*Fuente*.
▶

F. MORALES LOMAS Y ANTONIO HERNÁNDEZ (MÁLAGA, 2014)
LA NARRATIVA Y LA POESÍA DE ANTONIO HERNÁNDEZ, MEDALLA DE
ANDALUCÍA 2015
F. MORALES LOMAS
UNIVERSIDAD
DE MÁLAGA
No es
hasta los años 70, en concreto en 1978, cuando publica su primera obra, El Betis: la marcha verde (1978,
reeditado en 1987: cuentos de fútbol que tratan sobre asuntos o temáticas diversas, un retrato psicológico de las distintas
aficiones que aparecen en el libro, incluso de la del eterno rival, el Sevilla,
también protagonista de fondo de uno), y diez años más tarde Goleada. Con estos relatos sobre el
fútbol, Antonio Hernández logró colocar su nombre en un ámbito muy popular por
el efecto mediático que siempre ha tenido este deporte.
Será en este mismo año 1988 cuando publique
su primera novela, Nana para dormir
francesas (1988), a la que seguirá un año más tarde Volverá a
reír la primavera (1989), y ya en
la década de los noventa El nombre de las
cosas (1993), Sangrefría (1994), La leyenda de Géminis (1994) y Raigosa
ha muerto, ¡Viva el Rey! (1998). Y, a partir del siglo XXI, Vestida de novia (2004), El submarino amarillo (2008) (que
incluye los relatos El
submarino amarillo, El pintor que sólo ama dos colores, El trofeo, Los gemelos
y Del saber a la constancia) y Gol Sur
(2008).
ASPECTOS ESENCIALES DE SU NARRATIVA
La tradición picaresca y clásica, y el cultivo de la forma
Para un poeta como Antonio Hernández, cuya
obra posee un especial cuidado en el significante tanto como en la forma de
construcción del hecho literario, no podría pasar desapercibido este asunto en
el ejercicio narrativo. Y de hecho ha sido un elemento que siempre se ha
destacado por la crítica en general. Ángel Basanta decía desde las páginas del
diario ABC que en su obra existe un evidente
virtuosismo lingüístico; Santos Alonso en el diario El País advertía de la impecable técnica narrativa; José Lupiáñez
hablaba de eficacia narrativa y lujo barroco en su expresión desde las páginas
de República de las Letras; Rodríguez
Pacheco en Tierra de Nadie saludaba
la autenticidad suprema del estilo, la agilidad, la frescura y la donosura
gozosa de su dicción y ejecución; y el crítico Miguel Hernández, desde El Urogallo, nos anunciaba que con
Antonio Hernández llega el castellano mejor escrito.

◀

*Tareas y ejercicios*.
[1] Indique si cada afirmación concuerda con la fuente, respondiendo sí o no y citando literalmente las palabras que lo determinan: (a) la primera obra de Antonio Hernández, El Betis: la marcha verde, se publicó en 1978; (b) su primera novela fue Volverá a reír la primavera; (c) Santos Alonso escribió su valoración en el diario ABC.
[2] Según la fuente, ¿desde qué publicación anunció el crítico Miguel Hernández que con Antonio Hernández llega el castellano mejor escrito?
No es preciso consultar el listado.

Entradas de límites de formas
▶

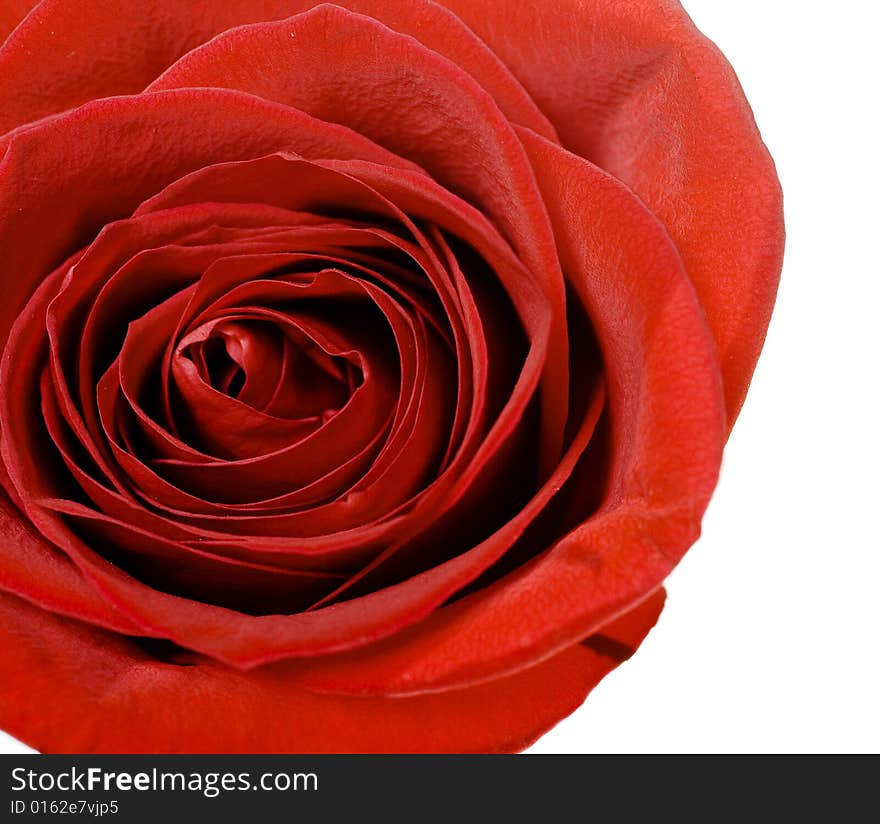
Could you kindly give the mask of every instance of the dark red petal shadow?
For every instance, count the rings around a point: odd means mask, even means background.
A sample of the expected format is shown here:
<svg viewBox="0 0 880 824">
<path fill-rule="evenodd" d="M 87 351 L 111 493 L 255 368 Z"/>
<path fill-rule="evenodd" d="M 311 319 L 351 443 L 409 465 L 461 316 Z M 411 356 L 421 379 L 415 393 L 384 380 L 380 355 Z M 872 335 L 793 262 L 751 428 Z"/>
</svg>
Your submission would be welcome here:
<svg viewBox="0 0 880 824">
<path fill-rule="evenodd" d="M 635 651 L 662 605 L 660 593 L 603 636 L 489 684 L 357 698 L 311 692 L 284 666 L 162 660 L 0 595 L 0 726 L 50 753 L 516 752 Z"/>
</svg>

◀

*Soluciones*.
[1]
(a) Sí: «en concreto en 1978, cuando publica su primera obra, El Betis: la marcha verde».
(b) No: «su primera novela, Nana para dormir francesas (1988)».
(c) No: «Santos Alonso en el diario El País advertía de la impecable técnica narrativa».

[2] Desde El Urogallo.